§ Stored items
------------------------------------------------

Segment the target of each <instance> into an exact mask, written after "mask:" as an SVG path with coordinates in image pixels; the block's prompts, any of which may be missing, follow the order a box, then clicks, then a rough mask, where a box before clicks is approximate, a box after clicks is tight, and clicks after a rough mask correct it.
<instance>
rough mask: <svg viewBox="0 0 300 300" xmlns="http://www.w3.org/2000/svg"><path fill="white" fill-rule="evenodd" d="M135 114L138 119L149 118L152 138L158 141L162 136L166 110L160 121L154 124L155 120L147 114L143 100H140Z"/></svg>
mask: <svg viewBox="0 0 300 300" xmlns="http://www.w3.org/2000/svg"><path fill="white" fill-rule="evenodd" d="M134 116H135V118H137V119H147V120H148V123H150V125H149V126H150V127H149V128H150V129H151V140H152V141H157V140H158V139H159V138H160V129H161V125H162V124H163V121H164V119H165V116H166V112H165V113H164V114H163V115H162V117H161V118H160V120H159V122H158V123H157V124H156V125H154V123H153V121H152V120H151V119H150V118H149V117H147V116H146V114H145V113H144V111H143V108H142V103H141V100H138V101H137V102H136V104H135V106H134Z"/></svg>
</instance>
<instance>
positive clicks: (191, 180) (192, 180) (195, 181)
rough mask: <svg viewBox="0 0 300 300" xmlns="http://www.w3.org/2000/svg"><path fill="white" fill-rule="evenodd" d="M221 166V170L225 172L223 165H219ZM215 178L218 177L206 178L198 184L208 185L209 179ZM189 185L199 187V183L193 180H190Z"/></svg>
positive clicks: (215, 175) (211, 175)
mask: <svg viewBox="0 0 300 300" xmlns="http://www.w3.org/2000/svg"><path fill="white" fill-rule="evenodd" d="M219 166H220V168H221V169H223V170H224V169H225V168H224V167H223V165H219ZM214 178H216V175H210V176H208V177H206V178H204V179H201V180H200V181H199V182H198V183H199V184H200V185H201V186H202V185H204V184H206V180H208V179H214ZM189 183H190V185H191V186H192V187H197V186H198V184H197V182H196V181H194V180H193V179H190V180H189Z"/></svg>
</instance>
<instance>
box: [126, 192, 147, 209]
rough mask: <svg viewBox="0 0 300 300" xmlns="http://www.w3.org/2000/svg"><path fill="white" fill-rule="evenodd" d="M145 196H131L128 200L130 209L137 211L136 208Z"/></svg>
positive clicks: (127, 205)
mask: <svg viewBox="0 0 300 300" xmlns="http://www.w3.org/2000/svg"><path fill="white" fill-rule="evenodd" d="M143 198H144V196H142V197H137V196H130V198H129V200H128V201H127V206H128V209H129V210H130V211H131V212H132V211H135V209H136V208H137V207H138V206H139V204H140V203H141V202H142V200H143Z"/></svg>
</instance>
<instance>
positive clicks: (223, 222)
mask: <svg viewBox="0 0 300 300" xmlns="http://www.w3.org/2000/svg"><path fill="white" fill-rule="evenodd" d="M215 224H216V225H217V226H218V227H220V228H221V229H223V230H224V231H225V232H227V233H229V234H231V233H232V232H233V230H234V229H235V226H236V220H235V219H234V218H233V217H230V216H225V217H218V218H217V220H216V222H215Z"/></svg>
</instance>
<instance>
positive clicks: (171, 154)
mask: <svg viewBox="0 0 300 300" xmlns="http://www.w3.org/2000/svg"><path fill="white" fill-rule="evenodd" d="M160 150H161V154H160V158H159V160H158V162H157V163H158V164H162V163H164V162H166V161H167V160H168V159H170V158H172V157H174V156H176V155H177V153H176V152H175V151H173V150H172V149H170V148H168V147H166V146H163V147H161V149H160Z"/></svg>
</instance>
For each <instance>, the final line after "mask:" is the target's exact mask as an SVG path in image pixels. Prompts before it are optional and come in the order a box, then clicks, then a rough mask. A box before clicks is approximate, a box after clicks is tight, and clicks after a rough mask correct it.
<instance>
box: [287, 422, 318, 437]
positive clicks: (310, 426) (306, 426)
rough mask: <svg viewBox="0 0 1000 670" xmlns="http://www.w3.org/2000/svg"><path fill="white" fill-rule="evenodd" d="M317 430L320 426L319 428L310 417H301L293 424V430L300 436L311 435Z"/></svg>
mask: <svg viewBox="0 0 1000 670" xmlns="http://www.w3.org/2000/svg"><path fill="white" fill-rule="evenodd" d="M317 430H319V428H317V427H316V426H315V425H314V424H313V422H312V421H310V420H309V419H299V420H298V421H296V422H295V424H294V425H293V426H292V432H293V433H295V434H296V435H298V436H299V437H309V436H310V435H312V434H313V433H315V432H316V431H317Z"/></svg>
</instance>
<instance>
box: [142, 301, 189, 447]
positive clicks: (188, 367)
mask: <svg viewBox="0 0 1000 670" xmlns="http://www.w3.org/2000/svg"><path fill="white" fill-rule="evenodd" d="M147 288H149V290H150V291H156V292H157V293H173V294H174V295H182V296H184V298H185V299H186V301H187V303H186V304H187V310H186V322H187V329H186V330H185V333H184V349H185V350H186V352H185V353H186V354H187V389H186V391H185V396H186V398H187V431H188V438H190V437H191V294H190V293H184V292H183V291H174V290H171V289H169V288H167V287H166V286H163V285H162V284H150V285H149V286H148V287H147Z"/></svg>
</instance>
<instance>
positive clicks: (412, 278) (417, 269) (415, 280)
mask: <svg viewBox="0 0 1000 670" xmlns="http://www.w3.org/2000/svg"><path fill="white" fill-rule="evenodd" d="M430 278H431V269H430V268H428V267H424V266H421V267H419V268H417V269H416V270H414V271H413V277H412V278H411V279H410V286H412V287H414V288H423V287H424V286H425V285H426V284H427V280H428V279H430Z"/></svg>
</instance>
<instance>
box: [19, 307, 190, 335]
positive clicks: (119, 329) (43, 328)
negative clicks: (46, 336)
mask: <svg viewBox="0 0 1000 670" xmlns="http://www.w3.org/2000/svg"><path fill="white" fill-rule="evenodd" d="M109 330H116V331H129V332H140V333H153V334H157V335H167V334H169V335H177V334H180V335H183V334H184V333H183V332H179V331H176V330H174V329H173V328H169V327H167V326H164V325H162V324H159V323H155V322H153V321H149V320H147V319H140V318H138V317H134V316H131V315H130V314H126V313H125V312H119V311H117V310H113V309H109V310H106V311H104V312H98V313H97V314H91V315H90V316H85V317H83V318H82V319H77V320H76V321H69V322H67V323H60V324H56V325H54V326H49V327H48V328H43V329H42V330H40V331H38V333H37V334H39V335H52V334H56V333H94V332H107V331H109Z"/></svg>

------------------------------------------------

§ Task prompt
Each line of the data that holds "image" should be copied.

§ Answer to this task
Segment the target of each <instance> into an exact mask, written after "mask:" as an SVG path with coordinates in image pixels; the block's prompts, any of which may be missing, follow the order a box, then clicks, then a rough mask, where a box before clicks is approximate, a box after clicks is tight, and clicks after a rough mask correct it.
For each <instance>, the final line after "mask:" is the target's exact mask as an SVG path in image pixels. Prompts before it are optional and come in the order a box, then clicks, then a rough mask. A box before clicks is approximate, a box after clicks is tight, and clicks after a rough mask correct it.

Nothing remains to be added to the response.